■ Activity
Each line below that carries the string "crowd" must appear in the answer.

========================================================================

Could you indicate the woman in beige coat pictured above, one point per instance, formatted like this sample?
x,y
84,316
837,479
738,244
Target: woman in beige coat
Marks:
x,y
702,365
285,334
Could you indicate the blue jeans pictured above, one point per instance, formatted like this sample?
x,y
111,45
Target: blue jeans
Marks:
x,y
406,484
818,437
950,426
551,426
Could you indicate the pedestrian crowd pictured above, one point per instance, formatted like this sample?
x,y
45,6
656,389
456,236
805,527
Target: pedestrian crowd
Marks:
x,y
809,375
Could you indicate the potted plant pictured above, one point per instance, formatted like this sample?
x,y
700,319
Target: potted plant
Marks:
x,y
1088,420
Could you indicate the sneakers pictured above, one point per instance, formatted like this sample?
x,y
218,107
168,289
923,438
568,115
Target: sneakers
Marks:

========================================================================

■ Your response
Could you indicate the pedestrian crowd pictured above, one point per instance, formatted like this sample?
Target: pedestrian crowd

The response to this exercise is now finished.